Para que haja paz verdadeira e duradoura
É muito expressiva a bênção com a
qual iniciamos o Ano Novo: “O Senhor te abençoe e te guarde! O Senhor faça
brilhar a sua face sobre ti, e se compadeça de ti! O Senhor volte para ti o seu
rosto e te dê a paz!” Proteção, compaixão e paz que vêm de Deus. Compaixão,
proximidade e paz em todas as nossas relações.
Dispensemos os costumes pouco
cristãos nos ditaram. A paz e o desenvolvimento humano e social não nos veem da
roupa branca, do espocar do espumante, do número de pipocas ou uvas que
comemos, da lentilha ou cabeça de porco servidos no jantar. Eles não são
capazes de fecundar de paz o ano que se inicia.
Outras são as fontes da paz e da boa
convivência. Com o povo hebreu, alimentamos a esperança de que, no melhor dos
mundos que sonhamos e que é possível, a paz e a justiça se abraçam e se beijam;
descem do céu e, ao mesmo tempo, brotam da terra (cf. Sl 85,11-12). E isso
acontece na medida em que as espadas são transformadas em arados e as lanças são
refundidas em foices; na medida em ninguém mais se exercita para o confronto, e
todos caminhamos à luz do Senhor (cf. Is 2,1-5).
Esta luz do Senhor, que ainda brilha
no presépio, na Palavra do bom Deus que se faz carne na fragilidade de um bebê,
pede e suscita em nós a ternura e a compaixão em cujo ventre a paz é engendrada
lentamente. Como Santa Maria, Mãe de Deus, cuja solenidade celebramos hoje,
precisamos aprender a contemplar e meditar interiormente os sutis sinais e
ensaios de paz que pessoas e organizações iluminadas pelo Espírito semeiam
teimosamente.
Como os pastores, testemunhas da
glória de Deus que brilha nas alturas e da paz que germina entre os homens e
mulheres de boa vontade, precisamos partilhar aquilo que sonhamos e
experienciamos e glorificar a Deus por tudo o que temos visto e ouvido. Quem
peregrina na esperança é agraciado com um olhar penetrante, capaz de ver aquilo
que está pedindo para nascer, e braços generosos para preparar e acolher este
nascimento.
Por Jesus, Deus nosso Pai, nos
presenteia com o Espírito Santo. Nele e por ele somos libertados da escravidão
que o medo da morte e do futuro, e a falsa necessidade de competir, nos impõem
desde o ventre materno. Por pura graça, e sem méritos, somos adotados como
filhos e filhas, constituídos como irmãos e irmãs, herdeiros da divina promessa
de novos céus e nova terra, nas quais a justiça e a paz floresçam e
frutifiquem.
Na reflexão que escreve para o ano
novo, o Papa Francisco nos propõe a ousadia de criar as condições para que o
perdão fecunde todas as nossas relações, projetos e instituições. “Perdoai-nos
as nossas ofensas, e dai-nos a vossa paz”, é o título da sua reflexão.

O pedido:
Retome, por favor, a reflexão sobre a paz no Ano Novo, escrevendo a continuação logo depois da última frase apresentada.

Dados de origem:
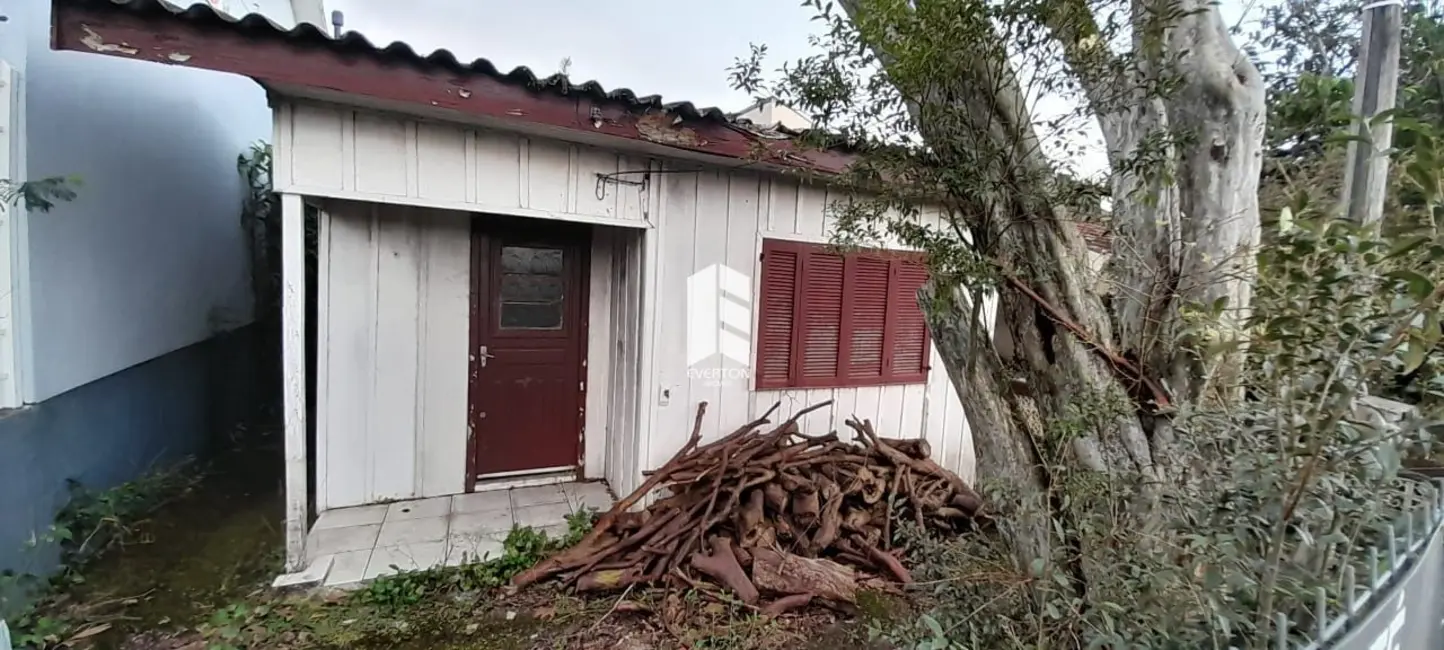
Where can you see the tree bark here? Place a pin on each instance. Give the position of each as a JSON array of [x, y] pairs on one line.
[[1183, 236]]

Resultado do exercício:
O Papa começa dizendo enfaticamente
que “cada um de nós deve sentir-se, de alguma
forma, responsável pela devastação a que a nossa casa comum está sujeita, a
começar pelas ações que, mesmo indiretamente, alimentam os conflitos que
assolam a humanidade”. E precisamos tomar consciência de que “alguns atos
esporádicos de filantropia não serão suficientes”, que, para que possa haver
uma paz duradoura “são necessárias transformações culturais e estruturais”.
Partindo do princípio de que, diante de Deus e
diante da humanidade, todos somos, de alguma forma, devedores e não credores, o
Papa não se cansa de repetir que “a dívida externa se tornou um instrumento de
controle, através do qual alguns governos e instituições financeiras privadas
dos países mais ricos não hesitam em explorar indiscriminadamente os recursos
humanos e naturais dos países mais pobres para satisfazer as necessidades dos
seus próprios mercados”.
Acrescenta ainda que “várias populações, já sobrecarregadas
pela dívida internacional, são obrigadas a suportar também o peso da dívida
ecológica dos países mais desenvolvidos. A dívida ecológica e a dívida externa
são dois lados da mesma moeda, da lógica de exploração”. E lança um apelo à
comunidade internacional, um apelo à solidariedade e à justiça.
Que a comunidade internacional “atue no sentido
de perdoar a dívida externa, reconhecendo a existência de uma dívida ecológica
entre o Norte e o Sul do mundo”. E vai
mais além, pedindo que os países usem “uma percentagem fixa do dinheiro gasto
em armamento para a criação de um fundo mundial que elimine definitivamente a
fome e facilite a realização de atividades educativas nos países mais pobres
que promovam o desenvolvimento sustentável, lutando contra as alterações
climáticas”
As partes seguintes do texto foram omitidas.